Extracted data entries
= = = = =

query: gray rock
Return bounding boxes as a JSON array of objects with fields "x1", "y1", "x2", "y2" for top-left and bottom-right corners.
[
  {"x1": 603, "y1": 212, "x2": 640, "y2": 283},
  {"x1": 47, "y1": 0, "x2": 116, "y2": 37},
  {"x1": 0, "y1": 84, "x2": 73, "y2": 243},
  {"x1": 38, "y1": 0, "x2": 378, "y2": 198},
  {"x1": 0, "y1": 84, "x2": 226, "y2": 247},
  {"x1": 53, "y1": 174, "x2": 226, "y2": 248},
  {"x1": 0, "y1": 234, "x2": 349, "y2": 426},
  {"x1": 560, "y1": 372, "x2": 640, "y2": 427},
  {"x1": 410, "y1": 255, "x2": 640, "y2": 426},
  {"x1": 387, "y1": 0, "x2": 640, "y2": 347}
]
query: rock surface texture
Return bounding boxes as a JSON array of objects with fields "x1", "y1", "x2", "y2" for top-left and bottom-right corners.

= = = = =

§ Problem details
Copy the records above line for line, with no changes.

§ Worked answer
query: gray rock
Return bounding boxes as a JSON array of objects with fields "x1", "y1", "x2", "y2" for top-left and bottom-right corners.
[
  {"x1": 603, "y1": 212, "x2": 640, "y2": 283},
  {"x1": 47, "y1": 0, "x2": 116, "y2": 37},
  {"x1": 0, "y1": 84, "x2": 73, "y2": 243},
  {"x1": 38, "y1": 0, "x2": 378, "y2": 198},
  {"x1": 0, "y1": 84, "x2": 226, "y2": 247},
  {"x1": 53, "y1": 174, "x2": 226, "y2": 248},
  {"x1": 0, "y1": 234, "x2": 349, "y2": 426},
  {"x1": 560, "y1": 372, "x2": 640, "y2": 427},
  {"x1": 410, "y1": 255, "x2": 640, "y2": 426},
  {"x1": 387, "y1": 0, "x2": 640, "y2": 347}
]
query: rock surface texture
Return bounding boxes as a JSON array of objects with fields "x1", "y1", "x2", "y2" for top-left and bottom-right corners.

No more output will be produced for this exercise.